This article draws from my conversations and interviews with leading Pakistani economists and financial experts during the months of February and March 2024 – after the 8th February elections and ahead of the 24th IMF review.
Economist Haroon Sharif criticizes the political parties for merely making promises in their manifestoes; his claim is that none of the mainstream political parties have any actual economic plan. Overall, Pakistan has maintained a transactional approach towards economic matters, rather than pursuing any reforms in trade policy or enhancing regional trade liberalization. The current economic structure cannot generate economic opportunities for 250 million people. To alter this structure, Sharif suggested that we need to change the framework, which can only happen with a policy shift, not with the current transactional approach.
Former Finance Minister Dr. Salman Shah believes that international financial institutions like the IMF and World Bank, as well as Pakistan’s financial institutions, are responsible for this crisis. Additionally, successive governments, particularly the bureaucracy, are accountable for the poor design of the economy, which has inadvertently adopted an inward-looking attitude. Consequently, Pakistan lacks an export-oriented economy. We do not produce high-quality goods and services to cater to the international market.

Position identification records
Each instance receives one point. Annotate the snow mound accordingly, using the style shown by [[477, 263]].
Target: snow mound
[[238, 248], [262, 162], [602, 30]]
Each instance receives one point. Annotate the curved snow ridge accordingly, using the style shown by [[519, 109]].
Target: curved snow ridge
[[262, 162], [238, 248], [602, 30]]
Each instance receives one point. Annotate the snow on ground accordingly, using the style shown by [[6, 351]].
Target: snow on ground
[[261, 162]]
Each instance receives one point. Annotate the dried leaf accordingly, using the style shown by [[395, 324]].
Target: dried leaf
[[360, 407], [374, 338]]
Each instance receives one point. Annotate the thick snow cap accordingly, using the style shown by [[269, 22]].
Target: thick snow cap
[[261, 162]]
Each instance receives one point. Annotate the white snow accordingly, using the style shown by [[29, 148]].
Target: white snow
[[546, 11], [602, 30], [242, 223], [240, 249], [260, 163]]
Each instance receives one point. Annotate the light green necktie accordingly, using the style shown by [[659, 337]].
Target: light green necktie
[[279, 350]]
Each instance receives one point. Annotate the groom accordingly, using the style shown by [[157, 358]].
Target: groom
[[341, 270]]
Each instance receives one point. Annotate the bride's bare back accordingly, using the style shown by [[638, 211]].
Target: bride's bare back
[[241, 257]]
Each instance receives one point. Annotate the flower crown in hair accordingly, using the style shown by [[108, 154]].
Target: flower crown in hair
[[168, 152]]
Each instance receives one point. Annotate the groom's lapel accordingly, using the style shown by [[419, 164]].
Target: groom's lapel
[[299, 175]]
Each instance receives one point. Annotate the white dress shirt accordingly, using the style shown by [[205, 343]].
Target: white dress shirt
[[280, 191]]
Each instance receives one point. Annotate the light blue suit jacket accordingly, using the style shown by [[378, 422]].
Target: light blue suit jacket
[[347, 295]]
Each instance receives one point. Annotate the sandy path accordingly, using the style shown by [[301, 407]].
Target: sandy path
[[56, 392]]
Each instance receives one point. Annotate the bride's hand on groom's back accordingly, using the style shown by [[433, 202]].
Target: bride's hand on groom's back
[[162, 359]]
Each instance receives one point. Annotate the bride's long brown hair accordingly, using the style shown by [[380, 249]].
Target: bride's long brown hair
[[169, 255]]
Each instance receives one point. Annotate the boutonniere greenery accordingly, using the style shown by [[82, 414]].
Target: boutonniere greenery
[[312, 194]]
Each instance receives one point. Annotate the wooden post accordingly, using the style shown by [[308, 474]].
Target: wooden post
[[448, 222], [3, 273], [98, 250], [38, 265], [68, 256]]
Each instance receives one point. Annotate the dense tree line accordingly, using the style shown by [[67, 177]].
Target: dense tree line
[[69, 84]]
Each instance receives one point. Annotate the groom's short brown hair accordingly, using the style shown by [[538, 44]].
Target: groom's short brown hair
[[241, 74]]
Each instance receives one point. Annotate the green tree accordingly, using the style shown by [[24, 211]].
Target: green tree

Given problem 1
In the article on Pakistan's economy, what reason does Dr. Salman Shah give for Pakistan lacking an export-oriented economy?
Given problem 2
Carry on the article about Pakistan's economic crisis, starting after its last sentence.

Written answer 1
He says successive governments, particularly the bureaucracy, are accountable for a poorly designed economy that adopted an inward-looking attitude. As a consequence, Pakistan lacks an export-oriented economy and does not produce high-quality goods and services for the international market.

Written answer 2
The current economic structure cannot generate economic opportunities for 250 million people.
Among many other factors, our agricultural and industrial production lags behind the rest of the world, mainly due to the high energy cost – primarily electricity. In this regard, the Pakistan People’s Party played a vital role under Z.A. Bhutto in the 1970s by nationalizing industry, thus placing national production in the hands of the bureaucracy. Then, in the 1990s, under Benazir Bhutto's leadership introduced the IPPs and opposed the construction of dams. Consequently, we have nothing significant to export, and our imports have contributed to an increase in foreign debts. This cannot be remedied without taking drastic measures, including reducing the size of the government and transitioning to wider use of hydroelectric power.
This scenario begs the question – while our former economic managers knew all these things, why couldn’t they do much while at the steering wheel? Some ensuing revelations attempt to answer the question.
Dr. Pasha points out that three segments of society are the benefactors of the current economic system in Pakistan: agricultural landlords, real estate dealers, and big retailers. According to Dr. Pasha's research, only 1% of the landlords 'own 22% of the best and the nicest area in Pakistan ... the net income of this class is 1500 billion rupees… and they pay only 2 billion in tax.’ When he attempted to impose tax on individuals from these classes, he faced harassment. ‘The state has been captured by the elite,’ he laments.
Dr. Pasha insists on levying property tax and wealth tax, which was removed by Ishaq Dar when he became the finance minister in 1996. This gave a free hand to those who wanted to invest in buying plot files – exempting them from tax on the capital gains from property value over time. However, ‘especially for the elite, the capital gain tax is exempt.’
In Dr. Hasnain Javed's view, politicians, bureaucrats, property dealers, and retailers have coalesced into a cabal, prioritizing their own interests over the welfare of the common populace.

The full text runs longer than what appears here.